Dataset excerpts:
******
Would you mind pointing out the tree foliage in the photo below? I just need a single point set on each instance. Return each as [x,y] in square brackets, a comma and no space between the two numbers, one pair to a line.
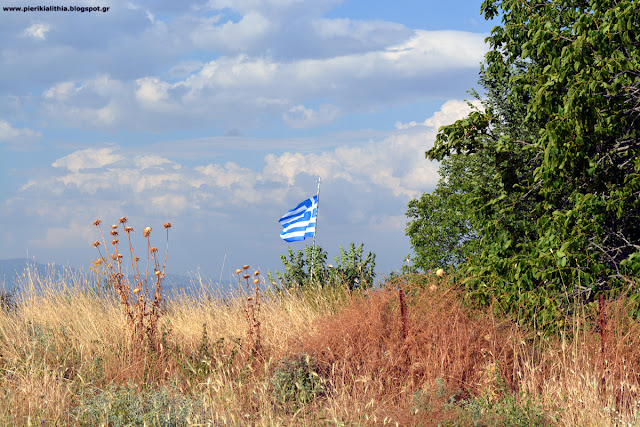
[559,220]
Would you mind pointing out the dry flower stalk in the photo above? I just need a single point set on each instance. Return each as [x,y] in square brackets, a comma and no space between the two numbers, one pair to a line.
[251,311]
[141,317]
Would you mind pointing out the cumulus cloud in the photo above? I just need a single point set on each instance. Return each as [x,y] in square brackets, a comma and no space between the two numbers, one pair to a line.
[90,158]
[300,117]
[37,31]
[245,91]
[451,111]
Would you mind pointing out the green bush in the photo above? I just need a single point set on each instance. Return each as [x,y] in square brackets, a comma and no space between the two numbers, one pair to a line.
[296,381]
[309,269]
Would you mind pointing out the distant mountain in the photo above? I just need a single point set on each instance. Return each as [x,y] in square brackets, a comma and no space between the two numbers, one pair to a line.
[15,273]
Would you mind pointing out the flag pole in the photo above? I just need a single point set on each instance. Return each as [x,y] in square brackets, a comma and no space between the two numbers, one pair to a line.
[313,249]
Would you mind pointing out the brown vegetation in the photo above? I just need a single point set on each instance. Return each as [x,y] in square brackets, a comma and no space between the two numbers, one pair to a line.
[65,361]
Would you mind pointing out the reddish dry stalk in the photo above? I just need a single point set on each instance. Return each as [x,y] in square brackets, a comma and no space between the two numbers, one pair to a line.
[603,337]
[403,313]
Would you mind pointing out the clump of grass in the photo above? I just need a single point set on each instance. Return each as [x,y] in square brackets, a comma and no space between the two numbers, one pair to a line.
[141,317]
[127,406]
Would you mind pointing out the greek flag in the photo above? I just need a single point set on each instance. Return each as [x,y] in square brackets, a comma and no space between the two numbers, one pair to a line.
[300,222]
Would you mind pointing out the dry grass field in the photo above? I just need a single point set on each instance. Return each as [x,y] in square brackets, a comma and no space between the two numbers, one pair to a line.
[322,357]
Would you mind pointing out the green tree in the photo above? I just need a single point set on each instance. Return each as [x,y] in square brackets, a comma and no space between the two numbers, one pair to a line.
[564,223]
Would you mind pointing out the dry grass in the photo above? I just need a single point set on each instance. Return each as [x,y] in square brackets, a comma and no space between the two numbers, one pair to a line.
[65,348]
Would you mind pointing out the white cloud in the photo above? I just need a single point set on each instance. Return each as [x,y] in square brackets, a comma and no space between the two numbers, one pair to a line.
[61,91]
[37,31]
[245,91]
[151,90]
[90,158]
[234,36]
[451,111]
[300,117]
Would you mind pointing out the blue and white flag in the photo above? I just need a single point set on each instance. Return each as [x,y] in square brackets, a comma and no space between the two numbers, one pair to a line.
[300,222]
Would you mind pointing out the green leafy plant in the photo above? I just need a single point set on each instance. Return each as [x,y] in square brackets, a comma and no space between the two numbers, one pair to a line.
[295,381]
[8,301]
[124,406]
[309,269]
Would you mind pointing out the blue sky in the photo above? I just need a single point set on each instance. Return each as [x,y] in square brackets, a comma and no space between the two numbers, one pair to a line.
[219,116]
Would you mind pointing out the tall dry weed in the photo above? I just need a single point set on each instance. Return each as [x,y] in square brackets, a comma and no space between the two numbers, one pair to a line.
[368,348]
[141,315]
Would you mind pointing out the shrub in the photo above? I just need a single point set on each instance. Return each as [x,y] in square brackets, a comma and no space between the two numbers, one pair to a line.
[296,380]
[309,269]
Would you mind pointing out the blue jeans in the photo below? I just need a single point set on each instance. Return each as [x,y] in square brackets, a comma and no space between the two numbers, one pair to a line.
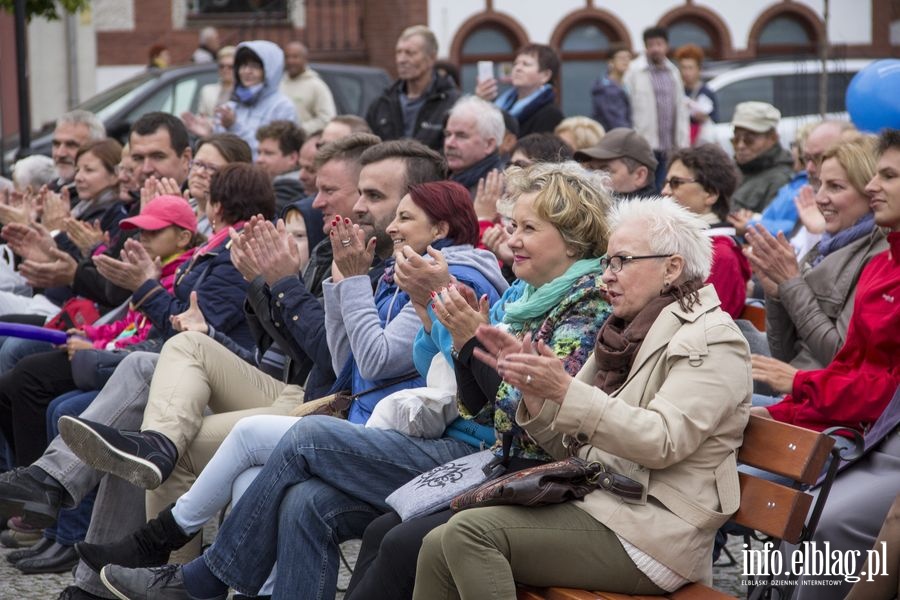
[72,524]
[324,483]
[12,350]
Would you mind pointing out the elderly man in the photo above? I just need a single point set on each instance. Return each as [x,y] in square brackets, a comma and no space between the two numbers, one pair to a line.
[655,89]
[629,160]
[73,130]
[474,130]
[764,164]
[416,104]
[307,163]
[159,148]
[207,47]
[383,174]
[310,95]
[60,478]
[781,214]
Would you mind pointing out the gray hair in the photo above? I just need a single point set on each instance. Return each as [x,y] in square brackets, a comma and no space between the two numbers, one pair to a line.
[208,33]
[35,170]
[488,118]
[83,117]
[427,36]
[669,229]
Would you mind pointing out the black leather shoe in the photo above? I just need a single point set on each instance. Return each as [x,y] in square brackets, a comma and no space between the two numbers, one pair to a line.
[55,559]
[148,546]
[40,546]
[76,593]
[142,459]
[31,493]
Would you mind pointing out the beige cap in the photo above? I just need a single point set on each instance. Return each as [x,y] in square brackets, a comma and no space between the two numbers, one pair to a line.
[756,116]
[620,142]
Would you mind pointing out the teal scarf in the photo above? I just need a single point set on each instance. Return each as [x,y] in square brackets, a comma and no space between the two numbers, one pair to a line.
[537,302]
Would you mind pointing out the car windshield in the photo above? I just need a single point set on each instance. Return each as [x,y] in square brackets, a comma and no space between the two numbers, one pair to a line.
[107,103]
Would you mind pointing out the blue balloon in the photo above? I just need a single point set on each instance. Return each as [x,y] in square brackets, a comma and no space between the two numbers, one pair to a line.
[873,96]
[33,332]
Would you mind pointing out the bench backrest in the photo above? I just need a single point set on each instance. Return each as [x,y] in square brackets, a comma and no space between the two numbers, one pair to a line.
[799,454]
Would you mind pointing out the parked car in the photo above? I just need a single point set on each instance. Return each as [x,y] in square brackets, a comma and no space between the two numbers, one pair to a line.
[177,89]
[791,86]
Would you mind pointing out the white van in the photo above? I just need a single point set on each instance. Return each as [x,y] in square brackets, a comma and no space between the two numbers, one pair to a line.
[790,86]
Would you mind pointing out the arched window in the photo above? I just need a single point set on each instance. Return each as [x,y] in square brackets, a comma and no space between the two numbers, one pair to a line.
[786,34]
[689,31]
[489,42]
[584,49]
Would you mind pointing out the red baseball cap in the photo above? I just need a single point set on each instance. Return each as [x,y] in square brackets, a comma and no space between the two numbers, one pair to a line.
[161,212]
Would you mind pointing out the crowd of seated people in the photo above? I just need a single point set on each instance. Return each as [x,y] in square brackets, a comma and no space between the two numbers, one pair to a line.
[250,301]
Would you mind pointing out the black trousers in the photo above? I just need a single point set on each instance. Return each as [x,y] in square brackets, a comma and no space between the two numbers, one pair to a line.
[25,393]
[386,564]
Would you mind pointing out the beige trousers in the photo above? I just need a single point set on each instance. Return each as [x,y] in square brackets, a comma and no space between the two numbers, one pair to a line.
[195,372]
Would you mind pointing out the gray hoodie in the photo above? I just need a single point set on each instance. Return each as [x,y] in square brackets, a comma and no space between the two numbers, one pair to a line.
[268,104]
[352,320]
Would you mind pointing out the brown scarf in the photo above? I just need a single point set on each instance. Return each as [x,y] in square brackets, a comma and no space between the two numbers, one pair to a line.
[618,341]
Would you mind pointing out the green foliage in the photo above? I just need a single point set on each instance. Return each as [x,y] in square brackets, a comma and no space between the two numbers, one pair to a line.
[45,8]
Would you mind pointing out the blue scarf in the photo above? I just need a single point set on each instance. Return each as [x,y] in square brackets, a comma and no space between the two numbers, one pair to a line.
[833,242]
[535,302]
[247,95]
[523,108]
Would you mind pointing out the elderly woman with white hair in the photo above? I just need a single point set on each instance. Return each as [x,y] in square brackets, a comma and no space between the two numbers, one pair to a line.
******
■ EXERCISE OBJECTIVE
In the copy, no picture may appear; the records themselves must be output exactly.

■ OUTPUT FOR THIS EXERCISE
Would you mind pointing out the tree foliage in the photo below? I just need a single point set on each instance. Return each as [x,y] in square brackets, a comma and no space between the two numbers, one pair to a line.
[559,220]
Would you mind pointing out the dry flower stalk in the photo above? I just need a single point set on each instance. Return each as [x,y] in square brackets, a comma and no space between the two numbers, one pair to a line.
[251,311]
[141,317]
Would you mind pointing out the cumulus cloud in the photo above? I just need a single point set on each instance. Return each as [x,y] in square brackets, a comma and no space between the two numbers, one pair to a line.
[90,158]
[300,117]
[37,31]
[245,91]
[451,111]
Would you mind pointing out the green bush in the photo above? I just need a single point set on each instance. Return each as [x,y] in square brackets, a comma and no space between the two numbers, one pair to a line.
[296,381]
[309,269]
Would you mind pointing out the distant mountain in the photo above? I just need a single point set on each instance. Return each as [x,y] in square brackets, a comma and no space between the two numbers, one pair to a line.
[15,273]
Would you mind pointing out the flag pole in the photo above? I just need a single point set on each instance. Return each as [x,y] in square brackets, a comma and no space between the two numbers, one pair to a line.
[313,249]
Would you mind pointing out the brown vegetation in the photo above? I just need a single point set on each instance. Return each as [x,y] in square brackets, a comma and no space between the two numbers, one pair to a line.
[65,361]
Would you mind pointing out the reddish dry stalk in the photo above? I just need a single point set on each instance. Return each as [x,y] in square brackets, a comma and no space between the two numbers, one pair to a line.
[603,337]
[403,313]
Would you mind pointing out the clump of grass in the photo above? I just need a single point set on each instance. Return each as [x,y] in square brackets, a comma and no space between the two numbers, one pair to a line.
[141,317]
[127,406]
Would you mind pointing out the greek flag in the photo above? I just need a single point set on each instance. Return each as [x,y] in square brackets, a comma and no space between the two numbers, one pair to a line.
[300,222]
Would you mind pointing out the dry grass field in the photo above? I just need a single point set on each instance. Return each as [x,y] in square brackets, a comma and no space between the two numbers, one pair to a line.
[322,357]
Would you mind pointing out the green tree in the photo above? I just need a single point set on each instance. Return each as [x,y] in square brackets, a comma and no space between the two numbers, one pair to a line.
[564,223]
Would you mind pointing out the dry grass in the photo above? I just need a single point set on each instance. Return each as [x,y] in square brackets, a comma and no space between the two numbers, one pair to a line.
[65,348]
Would you mind pointing out the white cloud in the photo above? I just need a single point set on each instance. Return each as [x,y] in square brackets, a comma and no space between the two numbers, one pair to a line.
[61,91]
[37,31]
[245,91]
[151,90]
[90,158]
[234,36]
[451,111]
[300,117]
Would you mind pointing out the blue and white flag in the photo above? I just need a single point set on each instance. Return each as [x,y] in square brackets, a comma and no space between the two numbers, one pair to a line.
[300,222]
Would you mind pointing out the green leafy plant in the photo above? I just need a single point set on each instance. Return each as [x,y] in square brackets, a comma and no space between the two numbers, one pair to a line.
[295,381]
[8,301]
[124,406]
[309,269]
Would you mind pointing out the blue sky in the photo above? I just need a single point set on each instance. Return each as [x,y] in square brackets, a comma and no space between the two numbers, one pair to a line.
[219,116]
Would you mind pointing out the tall dry weed in the photo above? I just need a single point set on each instance. Return each as [x,y] in square brackets, a comma and no space between the two numbers, one pair to a line.
[368,348]
[141,315]
Would you mind pointing out the shrub in the photo above? I just need a single point set on each instance. Return each as [x,y] in square brackets, a comma and no space between the two numbers, one pair to a line.
[296,380]
[309,269]
Would you mind pointing out the blue jeans in the photo below? I just need a single point set on each instance. Return each as [x,y] in square brackets, a comma and no space between the two numbers, one pair to a line.
[72,524]
[324,483]
[12,350]
Would you mind pointing out the elderly man in the photo above? I just need a single point set on each instance. Return each as [x,y] in square brackets, a comma and no space between the two numbers, one pair to a line.
[655,89]
[629,160]
[73,130]
[474,130]
[764,164]
[416,104]
[307,163]
[159,148]
[207,47]
[383,174]
[310,95]
[60,478]
[781,214]
Would you mind pointing out the gray hair in the photo above? I just need a single point set on each instance. Return each as [x,y] in square brackets, a comma and no space between the two numbers, one pair to a line.
[208,33]
[35,170]
[488,118]
[83,117]
[427,36]
[669,229]
Would you mind pointing out the black leather shoe in the photo above? I just need a single point set on each instance. Return each as [x,y] in square brackets, a comma and no space between the two numbers, one pair to a line.
[55,559]
[148,546]
[40,546]
[76,593]
[142,459]
[31,493]
Would you mind pointing out the beige cap in the photo above? I just need a single point set on each instance. Return each as [x,y] in square brackets, a comma and no space between the two numbers, one pair to a line.
[756,116]
[620,142]
Would you mind pointing out the teal scarf in the photo above? I just need a single point set on each instance. Return each as [x,y] in square brackets, a comma and no space between the two numbers, one pair to a line.
[537,302]
Would you mind pointing out the car windshield in the photo above? I just need a single point set on each instance. Return each as [x,y] in square brackets, a comma and no space between the two numbers, one pair to a line.
[107,103]
Would you mind pointing out the blue balloon in the photo above? I just need a single point set on each instance. Return each as [x,y] in square brackets, a comma and no space between the two numbers, one pair to a line.
[873,96]
[33,332]
Would you mind pointing out the bench backrest in the photo above? I just need a single point set on each instance. Return each as [x,y] in square brackets, a comma and no space between the two numbers, one pair to a line.
[799,454]
Would you mind pointing out the parked car in the photo above? I just need a single point set on each instance. Return each as [x,y] in square brackets, a comma and no space between the two numbers, one pair to a line.
[177,89]
[791,86]
Would you mind pointing out the white van in the photo above? I just need a single point set on each instance. Return each as [x,y] in square brackets, a comma and no space between the two numbers, one pair to a line.
[790,86]
Would you mind pointing out the arched window in the photo above? I just need a single point set on each instance. Return each as [x,y] in square brackets, a comma and no space between the two numbers, one pair to a line.
[786,34]
[689,31]
[489,42]
[584,49]
Would you mind pointing out the red baseball cap in the photo above? I just need a single point set on each instance. Return each as [x,y] in square brackets, a comma and no space between the two numbers, one pair to a line.
[161,212]
Would you mind pointing out the crowd of seated people in the photo above? I just need a single point set on each instance. Return each as [x,y] in square brackets, a comma and no space between the two numbers, one pair to a line.
[250,301]
Would you mind pointing out the black trousers in the photo above? I just need a single point set on each instance. Return each as [x,y] in square brackets, a comma and no space between the two numbers, one pair to a line.
[25,393]
[386,564]
Would you mind pointing out the beige trousers in the photo above? I just need a single point set on each instance. Return each as [x,y] in square brackets, a comma and no space between the two numbers, one pair to a line.
[195,372]
Would you mind pointing out the gray hoodie in the photo above? I just need a single point set on each instance. Return each as [x,y] in square brackets, a comma and no space between the two numbers, one pair to a line.
[268,104]
[352,320]
Would you mind pointing out the brown scarf in the photo above? I just need a single point set on each instance. Return each as [x,y] in square brackets, a comma and no space between the two numbers, one pair to a line.
[618,341]
Would you mind pointing out the green foliage in the photo above? I just need a single point set on each instance. Return each as [x,y] in square brackets, a comma and no space between the two numbers, one pair to a line.
[45,8]
Would you mind pointing out the blue scarf in the photo above? I just need a single point set on each instance. Return each as [x,y] in square brackets, a comma and no space between the two numbers, one pair to a line.
[833,242]
[535,302]
[247,95]
[523,108]
Would you mind pointing out the elderly woman with white hair in the photo above? I just need a single point set on each instance. Return each as [x,y] in square brackets, a comma and no space between the two numbers, one pair to a line.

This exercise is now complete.